**WHAT TO PRODUCE**
Transcribe the records that follow exactly. Skip the pictures.

◆ ◆ ◆ ◆ ◆ ◆ ◆

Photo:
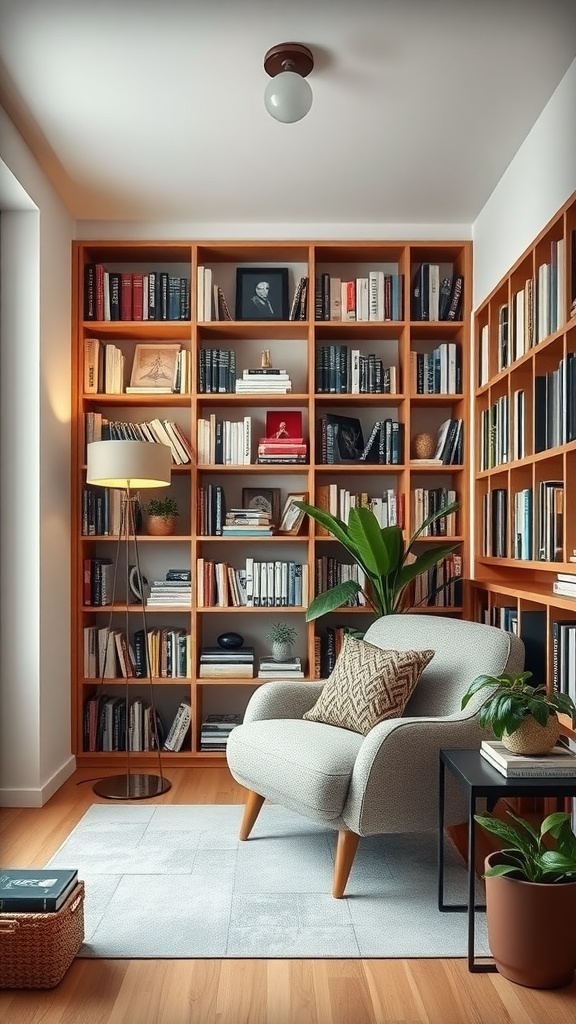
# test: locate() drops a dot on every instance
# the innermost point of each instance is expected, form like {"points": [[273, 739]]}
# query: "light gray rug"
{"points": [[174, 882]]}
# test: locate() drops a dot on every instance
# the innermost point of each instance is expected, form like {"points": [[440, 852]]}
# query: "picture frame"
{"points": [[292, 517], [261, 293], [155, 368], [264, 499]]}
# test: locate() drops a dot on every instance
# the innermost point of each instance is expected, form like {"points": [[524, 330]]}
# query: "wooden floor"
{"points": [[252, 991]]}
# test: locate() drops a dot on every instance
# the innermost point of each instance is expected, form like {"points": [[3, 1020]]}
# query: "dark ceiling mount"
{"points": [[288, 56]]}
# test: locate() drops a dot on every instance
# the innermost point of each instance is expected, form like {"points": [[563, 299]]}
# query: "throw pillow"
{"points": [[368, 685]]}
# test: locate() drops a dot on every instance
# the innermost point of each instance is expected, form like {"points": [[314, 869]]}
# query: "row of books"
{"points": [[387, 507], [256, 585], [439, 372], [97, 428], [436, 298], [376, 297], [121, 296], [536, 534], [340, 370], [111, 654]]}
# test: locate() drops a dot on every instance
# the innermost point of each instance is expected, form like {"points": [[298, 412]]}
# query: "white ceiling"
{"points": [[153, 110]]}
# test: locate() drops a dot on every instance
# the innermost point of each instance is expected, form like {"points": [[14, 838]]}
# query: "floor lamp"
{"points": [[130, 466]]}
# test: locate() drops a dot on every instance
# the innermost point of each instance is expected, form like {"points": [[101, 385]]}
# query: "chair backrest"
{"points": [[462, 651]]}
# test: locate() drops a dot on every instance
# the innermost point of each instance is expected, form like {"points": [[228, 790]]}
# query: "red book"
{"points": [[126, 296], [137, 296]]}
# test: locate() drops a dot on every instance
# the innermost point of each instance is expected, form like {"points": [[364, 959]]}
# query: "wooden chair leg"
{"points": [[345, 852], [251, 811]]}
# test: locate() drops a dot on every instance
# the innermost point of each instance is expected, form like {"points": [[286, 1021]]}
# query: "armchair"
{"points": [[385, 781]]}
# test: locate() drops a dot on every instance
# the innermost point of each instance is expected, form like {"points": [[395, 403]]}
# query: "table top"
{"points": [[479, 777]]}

◆ ◆ ◆ ◆ ◆ ◆ ◆

**WRITTEN RESPONSE**
Photo:
# test: locate() drops a dot on every instance
# the innermost point of each instance is expected, form like {"points": [[273, 739]]}
# query: "light gray rug"
{"points": [[174, 882]]}
# test: locate() drops a dot on every instance
# the innermost point of each instance is expected, form like {"points": [[440, 852]]}
# query: "picture frame"
{"points": [[292, 517], [261, 293], [155, 368], [264, 499]]}
# test: locate() drops a dot on every instance
# the innermost point of each instance is expected, form like {"points": [[524, 330]]}
# query: "wooden floor"
{"points": [[252, 991]]}
# test: locate() drops a dot on every instance
# the innermost point of each instance is expected, form like {"points": [[3, 1020]]}
# query: "dark ceiling mount"
{"points": [[288, 56]]}
# test: locate() drops a dot on every instance
# the innermost point of each instance is expected, form like {"points": [[563, 299]]}
# query: "throw pillow"
{"points": [[368, 685]]}
# test: locate() drops a dot on every instance
# the innermost point of each instance is expected, form like {"points": [[314, 869]]}
# query: "row of books"
{"points": [[387, 507], [256, 585], [439, 372], [97, 428], [436, 298], [376, 297], [121, 296], [536, 534], [340, 370], [111, 654]]}
# test: locate() drops a dot on every instance
# the innermost point of each instance is expected, form like {"points": [[298, 412]]}
# query: "white ceiling"
{"points": [[153, 110]]}
# test: locate() drops a dot on every instance
# the innermost point of each instance is expected, form like {"points": [[14, 838]]}
# query: "floor lamp"
{"points": [[130, 466]]}
# test: locate() drops a dot on every instance
# the innermost point of each instance is expected, form like {"points": [[101, 385]]}
# query: "chair backrest"
{"points": [[462, 651]]}
# test: locate() drops a dot on every instance
# the innermost point of each instance is expected, form like {"points": [[228, 790]]}
# query: "red book"
{"points": [[126, 296], [137, 296]]}
# test: locate() drops a dot on every instance
# the innermost point of each instance is expected, form like {"points": [[364, 959]]}
# query: "wooden chair leg"
{"points": [[345, 852], [251, 811]]}
# test: locate() drops a dot on every instance
# the innermost point of each instance is expected, form like {"points": [[286, 1021]]}
# query: "armchair"
{"points": [[385, 781]]}
# test: locate() drops a dot on every instance
# the innermost point of each instance is expected, form like {"points": [[395, 403]]}
# query: "table top"
{"points": [[479, 777]]}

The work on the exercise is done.